■ REQUIRED ACTIONS
A) According to Wild Hearts Ranch in the buck registration thread, what percentage must a buck reach to count as purebred?
B) Copy the buck registration thread word for word, starting at "So the way I" and ending at "(Oct 27, 2011)".

■ DOCUMENT EXCERPT
# % buck question



## Hick22145 (Oct 11, 2013)

If you have say a 98% registered ABGA buck and breed him to a none registered doe can you register the doelings? I'm still new to this ABGA stuff and looking for a buck just trying to figure out if I need a full blood buck or if a % one will work for me! Thank you guys


----------



## loggyacreslivestock (Mar 5, 2013)

ABGA ammended their policy last October. They will now register kids born to ABGA registered does if sire is not registered. The buck has to be registered if the doe is not. Either way, they would be 50%. On the ABGA site, there is a breakdown of what percent the kid is depending on what percent the parents are. Bucks must be 97% or 98% to be registered I believe.


----------



## loggyacreslivestock (Mar 5, 2013)

Go to ABGA.org, click the registration tab, then click percentages. This shows what choices you have.


----------



## Hick22145 (Oct 11, 2013)

So the way I see it is if a buck is say 98% and I breed him to a non registered doe I can not register the doelings? Correct


----------



## Jessica84 (Oct 27, 2011)

No they can be 50%.... I was looking at a little 97% buck last year but have a lot of commercial does. I called and the lady said basically if the buck is registered his kids can be too even if bred to a none registered doe. 


Sent from my iPhone using Goat Forum


----------



## JT3 (May 1, 2011)

It would obviously be a % kid. 

Would not be purebred or fullblood, but still can be registered as a %


----------



## Wild Hearts Ranch (Dec 26, 2011)

Purebreds (97% or better, for bucks) are considered to be the same as fullbloods for breeding purposes. So even though half of that would *technically* be less than 50%, they would be registered as 50%. You need to have at least one parent that is fullblood or purebred, since they won't accept percentage bucks. You can have a fullblood/purebred buck with a grade or percentage doe, or a fullblood/purebred doe with a grade buck. Any other combo is not eligible for registration.


----------



## Hick22145 (Oct 11, 2013)

Thank you guys that's what I wanted to know! I found a very nice buck in my price range after looking for along time but he is a purebred. I have a awesome doe that is 100% but is not registered. I want to make sure that I can register her offspring at least the feminine ones. Thanks again for the help


----------



## toth boer goats (Jul 20, 2008)

Very good advice given.


----------



## JT3 (May 1, 2011)

You actually CAN register % bucks now...a very controversial move by the ABGA.


----------



## Wild Hearts Ranch (Dec 26, 2011)

I was just reading the website and didn't see anything about it.


----------



## chelsboers (Mar 25, 2010)

■ ENTRIES SHOWN
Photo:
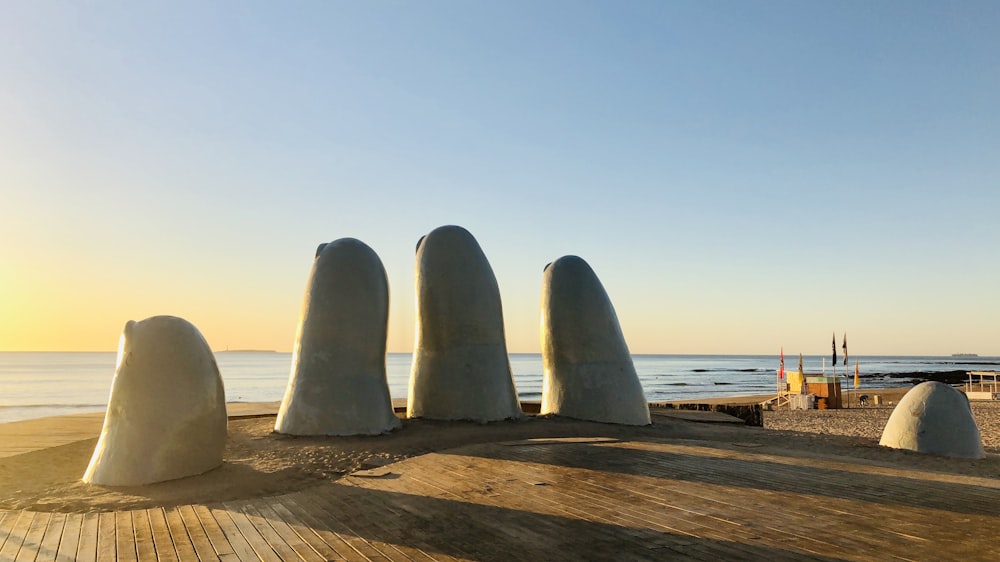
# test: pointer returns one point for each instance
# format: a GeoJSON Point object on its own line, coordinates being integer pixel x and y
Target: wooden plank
{"type": "Point", "coordinates": [303, 529]}
{"type": "Point", "coordinates": [371, 514]}
{"type": "Point", "coordinates": [302, 548]}
{"type": "Point", "coordinates": [16, 535]}
{"type": "Point", "coordinates": [163, 544]}
{"type": "Point", "coordinates": [125, 537]}
{"type": "Point", "coordinates": [33, 538]}
{"type": "Point", "coordinates": [250, 532]}
{"type": "Point", "coordinates": [107, 543]}
{"type": "Point", "coordinates": [178, 535]}
{"type": "Point", "coordinates": [214, 532]}
{"type": "Point", "coordinates": [202, 546]}
{"type": "Point", "coordinates": [70, 541]}
{"type": "Point", "coordinates": [7, 519]}
{"type": "Point", "coordinates": [145, 548]}
{"type": "Point", "coordinates": [49, 547]}
{"type": "Point", "coordinates": [313, 503]}
{"type": "Point", "coordinates": [274, 540]}
{"type": "Point", "coordinates": [87, 551]}
{"type": "Point", "coordinates": [234, 537]}
{"type": "Point", "coordinates": [337, 543]}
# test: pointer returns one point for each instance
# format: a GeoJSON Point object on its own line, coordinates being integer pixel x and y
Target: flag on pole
{"type": "Point", "coordinates": [844, 347]}
{"type": "Point", "coordinates": [835, 349]}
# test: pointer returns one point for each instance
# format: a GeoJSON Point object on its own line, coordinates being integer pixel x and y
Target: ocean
{"type": "Point", "coordinates": [34, 385]}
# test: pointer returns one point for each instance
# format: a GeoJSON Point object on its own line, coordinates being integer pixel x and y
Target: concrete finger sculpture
{"type": "Point", "coordinates": [337, 384]}
{"type": "Point", "coordinates": [166, 416]}
{"type": "Point", "coordinates": [460, 366]}
{"type": "Point", "coordinates": [588, 372]}
{"type": "Point", "coordinates": [934, 418]}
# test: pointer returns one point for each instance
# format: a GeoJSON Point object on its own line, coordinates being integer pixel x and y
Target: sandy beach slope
{"type": "Point", "coordinates": [259, 462]}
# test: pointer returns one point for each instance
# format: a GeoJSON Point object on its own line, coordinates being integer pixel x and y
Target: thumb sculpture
{"type": "Point", "coordinates": [337, 385]}
{"type": "Point", "coordinates": [460, 366]}
{"type": "Point", "coordinates": [166, 416]}
{"type": "Point", "coordinates": [588, 372]}
{"type": "Point", "coordinates": [934, 418]}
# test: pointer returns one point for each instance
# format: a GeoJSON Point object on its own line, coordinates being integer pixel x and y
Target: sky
{"type": "Point", "coordinates": [743, 176]}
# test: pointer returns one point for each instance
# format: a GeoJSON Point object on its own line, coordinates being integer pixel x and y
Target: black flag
{"type": "Point", "coordinates": [844, 347]}
{"type": "Point", "coordinates": [835, 349]}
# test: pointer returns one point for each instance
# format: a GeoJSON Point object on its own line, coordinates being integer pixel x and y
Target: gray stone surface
{"type": "Point", "coordinates": [934, 418]}
{"type": "Point", "coordinates": [460, 366]}
{"type": "Point", "coordinates": [166, 416]}
{"type": "Point", "coordinates": [588, 370]}
{"type": "Point", "coordinates": [337, 384]}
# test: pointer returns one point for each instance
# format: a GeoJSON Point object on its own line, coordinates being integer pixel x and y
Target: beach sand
{"type": "Point", "coordinates": [260, 463]}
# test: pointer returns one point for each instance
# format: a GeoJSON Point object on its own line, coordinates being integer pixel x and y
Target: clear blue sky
{"type": "Point", "coordinates": [741, 175]}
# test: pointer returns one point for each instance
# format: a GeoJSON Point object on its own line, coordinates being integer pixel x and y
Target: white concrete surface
{"type": "Point", "coordinates": [588, 371]}
{"type": "Point", "coordinates": [460, 365]}
{"type": "Point", "coordinates": [934, 418]}
{"type": "Point", "coordinates": [166, 416]}
{"type": "Point", "coordinates": [337, 384]}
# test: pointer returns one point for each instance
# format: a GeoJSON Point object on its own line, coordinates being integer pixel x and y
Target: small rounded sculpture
{"type": "Point", "coordinates": [337, 384]}
{"type": "Point", "coordinates": [166, 415]}
{"type": "Point", "coordinates": [460, 366]}
{"type": "Point", "coordinates": [934, 418]}
{"type": "Point", "coordinates": [588, 371]}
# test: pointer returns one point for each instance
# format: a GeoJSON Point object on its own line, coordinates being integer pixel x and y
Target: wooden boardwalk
{"type": "Point", "coordinates": [558, 499]}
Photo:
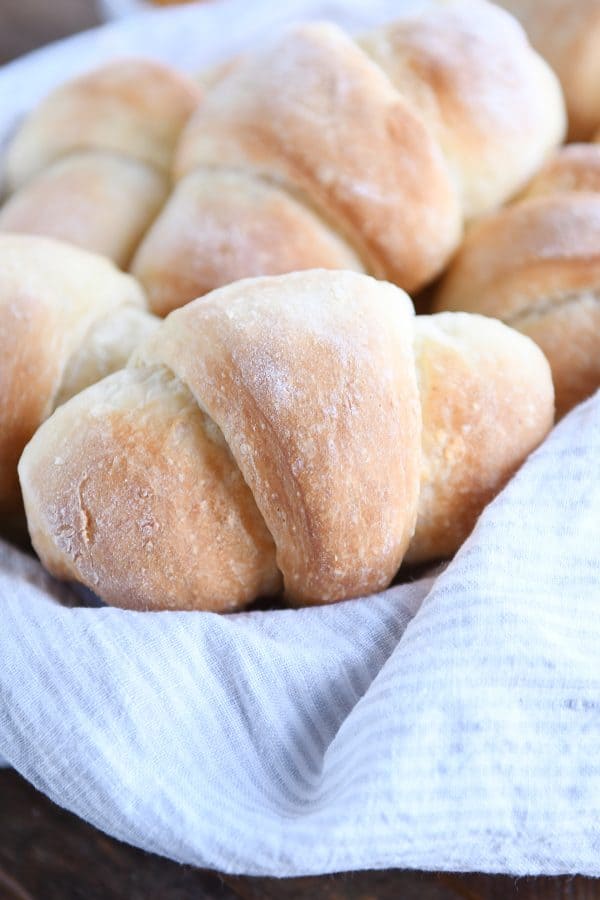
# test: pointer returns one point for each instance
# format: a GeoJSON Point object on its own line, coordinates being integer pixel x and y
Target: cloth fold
{"type": "Point", "coordinates": [452, 723]}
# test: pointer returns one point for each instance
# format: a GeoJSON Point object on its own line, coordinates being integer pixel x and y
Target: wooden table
{"type": "Point", "coordinates": [49, 854]}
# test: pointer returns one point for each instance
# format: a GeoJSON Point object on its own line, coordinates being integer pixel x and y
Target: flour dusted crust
{"type": "Point", "coordinates": [301, 430]}
{"type": "Point", "coordinates": [134, 492]}
{"type": "Point", "coordinates": [567, 34]}
{"type": "Point", "coordinates": [487, 401]}
{"type": "Point", "coordinates": [135, 108]}
{"type": "Point", "coordinates": [376, 149]}
{"type": "Point", "coordinates": [96, 200]}
{"type": "Point", "coordinates": [575, 167]}
{"type": "Point", "coordinates": [310, 380]}
{"type": "Point", "coordinates": [312, 112]}
{"type": "Point", "coordinates": [52, 297]}
{"type": "Point", "coordinates": [536, 265]}
{"type": "Point", "coordinates": [245, 227]}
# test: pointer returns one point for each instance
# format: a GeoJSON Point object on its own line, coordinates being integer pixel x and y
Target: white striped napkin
{"type": "Point", "coordinates": [453, 723]}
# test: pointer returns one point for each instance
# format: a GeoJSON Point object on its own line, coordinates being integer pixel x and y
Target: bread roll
{"type": "Point", "coordinates": [467, 71]}
{"type": "Point", "coordinates": [575, 167]}
{"type": "Point", "coordinates": [567, 34]}
{"type": "Point", "coordinates": [245, 227]}
{"type": "Point", "coordinates": [536, 266]}
{"type": "Point", "coordinates": [91, 165]}
{"type": "Point", "coordinates": [383, 147]}
{"type": "Point", "coordinates": [271, 433]}
{"type": "Point", "coordinates": [60, 307]}
{"type": "Point", "coordinates": [134, 108]}
{"type": "Point", "coordinates": [487, 401]}
{"type": "Point", "coordinates": [96, 200]}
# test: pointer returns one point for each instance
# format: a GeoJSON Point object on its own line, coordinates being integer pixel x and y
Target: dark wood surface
{"type": "Point", "coordinates": [49, 854]}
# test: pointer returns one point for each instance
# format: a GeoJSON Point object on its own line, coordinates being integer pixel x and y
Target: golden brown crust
{"type": "Point", "coordinates": [567, 34]}
{"type": "Point", "coordinates": [309, 380]}
{"type": "Point", "coordinates": [130, 489]}
{"type": "Point", "coordinates": [314, 113]}
{"type": "Point", "coordinates": [575, 167]}
{"type": "Point", "coordinates": [134, 107]}
{"type": "Point", "coordinates": [310, 377]}
{"type": "Point", "coordinates": [243, 226]}
{"type": "Point", "coordinates": [494, 129]}
{"type": "Point", "coordinates": [50, 296]}
{"type": "Point", "coordinates": [96, 200]}
{"type": "Point", "coordinates": [487, 401]}
{"type": "Point", "coordinates": [536, 266]}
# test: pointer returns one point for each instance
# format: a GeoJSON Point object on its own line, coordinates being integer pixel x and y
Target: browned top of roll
{"type": "Point", "coordinates": [313, 112]}
{"type": "Point", "coordinates": [536, 265]}
{"type": "Point", "coordinates": [525, 256]}
{"type": "Point", "coordinates": [467, 70]}
{"type": "Point", "coordinates": [310, 377]}
{"type": "Point", "coordinates": [134, 107]}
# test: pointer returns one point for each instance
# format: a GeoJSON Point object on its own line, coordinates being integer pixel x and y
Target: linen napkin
{"type": "Point", "coordinates": [452, 723]}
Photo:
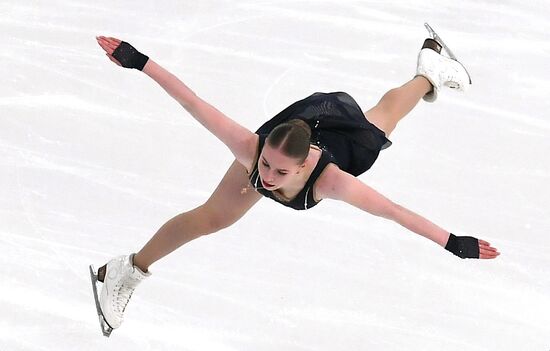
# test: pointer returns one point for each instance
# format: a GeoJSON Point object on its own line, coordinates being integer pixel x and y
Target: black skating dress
{"type": "Point", "coordinates": [339, 128]}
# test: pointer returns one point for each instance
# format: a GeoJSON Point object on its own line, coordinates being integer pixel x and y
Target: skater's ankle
{"type": "Point", "coordinates": [141, 265]}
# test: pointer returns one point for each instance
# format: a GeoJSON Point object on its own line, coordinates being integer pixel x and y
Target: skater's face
{"type": "Point", "coordinates": [276, 169]}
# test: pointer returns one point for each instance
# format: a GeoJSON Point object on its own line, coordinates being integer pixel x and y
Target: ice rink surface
{"type": "Point", "coordinates": [95, 158]}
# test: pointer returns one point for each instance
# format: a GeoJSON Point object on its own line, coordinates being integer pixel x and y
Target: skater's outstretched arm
{"type": "Point", "coordinates": [240, 140]}
{"type": "Point", "coordinates": [339, 185]}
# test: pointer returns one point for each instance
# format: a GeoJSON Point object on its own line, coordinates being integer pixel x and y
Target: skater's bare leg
{"type": "Point", "coordinates": [397, 103]}
{"type": "Point", "coordinates": [227, 204]}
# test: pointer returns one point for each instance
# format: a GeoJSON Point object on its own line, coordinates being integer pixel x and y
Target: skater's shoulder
{"type": "Point", "coordinates": [326, 182]}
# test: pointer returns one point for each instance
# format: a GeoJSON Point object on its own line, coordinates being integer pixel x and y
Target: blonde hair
{"type": "Point", "coordinates": [292, 137]}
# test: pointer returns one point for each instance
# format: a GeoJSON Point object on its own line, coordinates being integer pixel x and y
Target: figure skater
{"type": "Point", "coordinates": [311, 151]}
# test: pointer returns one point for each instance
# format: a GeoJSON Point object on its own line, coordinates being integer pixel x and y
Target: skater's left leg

■ OUTPUTS
A) 97% or better

B)
So the way I see it is if a buck is say 98% and I breed him to a non registered doe I can not register the doelings? Correct


----------



## Jessica84 (Oct 27, 2011)